What is needed:
Scale the data below from the line containing "Q: I'd like you to find the red" down to the line containing "242;158;402;239", both lines included. Reproduce every one of those lines, requests and all, multiplying each bounding-box coordinate in the answers by 0.7 and rounding to the nearest whole number with halves going up.
* * * * * * * * *
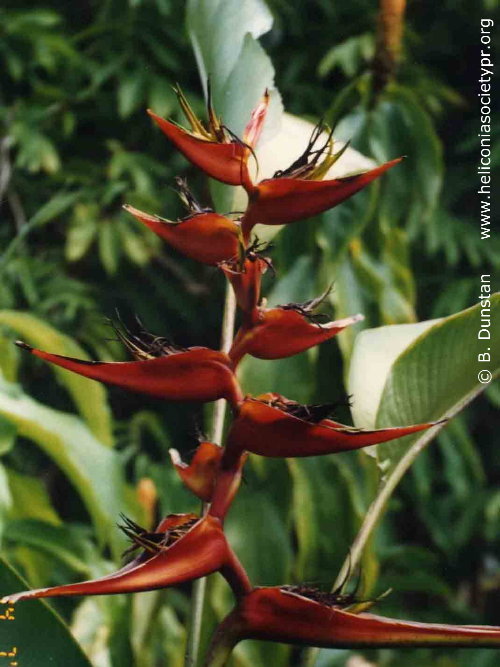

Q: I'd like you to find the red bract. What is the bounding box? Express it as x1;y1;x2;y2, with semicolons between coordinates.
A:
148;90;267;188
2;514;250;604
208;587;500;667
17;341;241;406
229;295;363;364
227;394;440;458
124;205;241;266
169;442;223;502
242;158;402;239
* * * * * * * * *
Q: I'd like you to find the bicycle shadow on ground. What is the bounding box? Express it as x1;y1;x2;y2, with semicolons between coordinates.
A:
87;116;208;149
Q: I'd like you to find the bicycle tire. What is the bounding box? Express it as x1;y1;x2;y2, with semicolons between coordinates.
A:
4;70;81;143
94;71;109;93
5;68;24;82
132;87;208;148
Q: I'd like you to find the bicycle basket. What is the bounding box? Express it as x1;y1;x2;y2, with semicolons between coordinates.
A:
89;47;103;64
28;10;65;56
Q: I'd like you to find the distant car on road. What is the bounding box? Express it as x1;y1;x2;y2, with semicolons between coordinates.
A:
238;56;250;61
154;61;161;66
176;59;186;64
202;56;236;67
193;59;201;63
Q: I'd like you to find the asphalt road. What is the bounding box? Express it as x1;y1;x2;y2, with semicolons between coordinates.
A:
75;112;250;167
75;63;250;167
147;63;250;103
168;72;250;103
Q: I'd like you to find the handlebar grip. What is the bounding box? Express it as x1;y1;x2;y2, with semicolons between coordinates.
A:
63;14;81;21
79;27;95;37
* * * * * * * * *
Output:
Q: I'd like you to find the red bract. What is the bounding box? Express it as x1;y1;x2;y2, with semicolons between coordinates.
A:
104;63;187;132
1;360;175;423
146;411;350;467
12;239;169;284
160;207;254;255
159;276;308;321
87;144;169;186
118;309;156;351
169;111;281;167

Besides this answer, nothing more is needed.